Let’s now dive into the heart of it.

Inability to Reasonably do Automatic Machine Learning (AutoML)

Problem: Defining the Search Space (Hyperparameter Distributions)

The search space of the model is awkwardly defined. Consider the following example in scikit-learn:

  1. You define a pipeline.

  2. You define a grid search or a random search to automatically find the best hyperparameters.

  3. You need to pass to the grid search the hyperparameter space and with that you find the best space.

Problems arise when working with big pipelines including lots and lots of steps. Drawbacks of the above method are that:

  • If you change one step of the whole pipeline, you need to come back to the file where you define hyperparameters and change them there.

  • If you reuse parts of a pipeline in another pipeline later on to then perform a new hyperparameter, you can’t simply just copy the code of the pipeline step you defined

Solution: Define Hyperparameter Spaces Within the Steps

Let’s not only have get_hyperparams() and set_hyperparams(), but also get_hyperparams_space() and set_hyperparams_space(). Plus, have default hyperparams and a default space of those hyperparams available in your object as a static object constant.

Now, your hyperparameter space can be defined within the same class than your step object rather than outside, and not in another file, respecting the Open-Closed Principle (OCP) fundamental SOLID OOP principles of programming. Plus, it’s not defined directly the constructor (see next problem on “Defining Hyperparameters”).

Therefore, what you should seek is to define your hyperparameters in your model itself! That is: in the code of each steps themselves, and not elsewhere. This way, maintaining your code and reusing parts from it in your future projects will be a breeze. And in case you want to customize your project more, nothing refrain you from redefining the space (or the best params that you’ve found) elsewhere.

Problem: Defining Hyperparameters in the Constructor is Limiting

Hyperparameters’ definition is less broken than hyperparameters space’s definition in scikit-learn. But still, it is. The problem is that the constructor method of the steps has each constructor arguments tied with their get_params method.

------------------------------------------------

ACTIONS TO TAKE
1. Please repeat word for word the part of the AutoML text that opens with the words containing "Problems arise when" and closes with "change them there.".
2. Finish out the next part of the AutoML text, picking up right after its last sentence.

(Coordinate annotation entries)
------------------------------------------------

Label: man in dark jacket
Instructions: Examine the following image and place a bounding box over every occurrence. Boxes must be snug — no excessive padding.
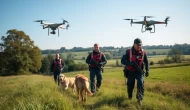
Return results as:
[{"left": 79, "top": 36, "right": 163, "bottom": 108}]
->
[
  {"left": 121, "top": 38, "right": 149, "bottom": 104},
  {"left": 86, "top": 44, "right": 107, "bottom": 94},
  {"left": 51, "top": 54, "right": 64, "bottom": 85}
]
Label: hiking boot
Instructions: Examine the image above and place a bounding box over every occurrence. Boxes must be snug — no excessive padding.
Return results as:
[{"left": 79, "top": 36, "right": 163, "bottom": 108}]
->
[
  {"left": 96, "top": 87, "right": 99, "bottom": 91},
  {"left": 137, "top": 99, "right": 142, "bottom": 105}
]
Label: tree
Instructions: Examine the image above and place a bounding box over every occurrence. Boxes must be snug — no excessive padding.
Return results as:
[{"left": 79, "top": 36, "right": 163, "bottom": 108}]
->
[
  {"left": 104, "top": 52, "right": 112, "bottom": 60},
  {"left": 167, "top": 48, "right": 184, "bottom": 63},
  {"left": 0, "top": 29, "right": 42, "bottom": 75},
  {"left": 67, "top": 52, "right": 74, "bottom": 60}
]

------------------------------------------------

OUTPUTS BY TASK
1.
Problems arise when working with big pipelines including lots and lots of steps. Drawbacks of the above method are that:

  • If you change one step of the whole pipeline, you need to come back to the file where you define hyperparameters and change them there.

2.
Scikit-Learn’s __init__ method is strongly coupled to their set_params method. This causes sklearn to disallow constructor arguments that aren’t hyperparameters. Ugh! Even worse: in a machine learning pipeline, constructor arguments are the pipeline steps and perhaps (often) even nested pipelines! This makes it a hell to specify an hyperparameter space, or to call get_params in the hope to obtain simple values as hyperparams. You now end up with objects upon calling pipeline.get_params. Uh-oh. You can’t add non-hyperparameter arguments, or doing so is clumsy. You’re stuck!

Solution: Separate Steps’s Constructors From the get_params Method

There isn’t much more to say. To counter the limitations of scikit-learn, decoupling the definition of hyperparameters from the constructor is a must. Neuraxle’s BaseStep ‘s __init__ method is fine.

Problem: Different Train and Test Behavior

So your machine learning pipeline uses techniques that needs to be disabled at test time’s inference (transform) pass, but not at training time’s inference (transform) pass.

For instance, some steps will be in train mode only or in test mode only. An EpochRepeater and a DataShuffler often are required in train mode only. Your neural network step might also know if it should deactivate dropout in the inference at test time.

Solution: use the Set Train Special Method and use Step Wrappers

Good news: with Neuraxle, you can enable train or disable train mode with set_train(). That could affect how you code your steps.

In the case of the EpochRepeater and DataShuffler, they should not always be activated: for instance, surround them like TrainOnlyWrapper ( DataShuffler ) in the pipeline. That is the decorator design pattern applied to our pipe and filter software architectural style to change the behavior of the wrapped object but just from the outside.

We have other wrappers in Neuraxle, such as also the ValueCachingWrapper that can cache precomputed values if the step sees the same things twice or more (this can be cool for putting things in production and getting a speedup).

Problem: You trained a Pipeline and You Want Feedback Statistics on its Learning

What’s the mean and STD of each weight in each of your neural network’s layers? What was the train and validation curve (time series) looking like already? Do your neural net has a dead ReLU problem or other sorts of vanishing gradient problem?

Solution: the Introspect Special Method

Well, if you call the method introspect on your pipeline, it’ll aggregate statistics from all you steps, if your steps define the introspect method. This can be useful to featurize a pipeline for improving the accuracy of your AutoML algorithm (this is deep stuff right here). In other words: your AutoML algorithm can now see the discrepancy between the train and validation loss, and possible issues in the training, to learn to judge if he’s underfitting or overfitting in meta-learning scenarios.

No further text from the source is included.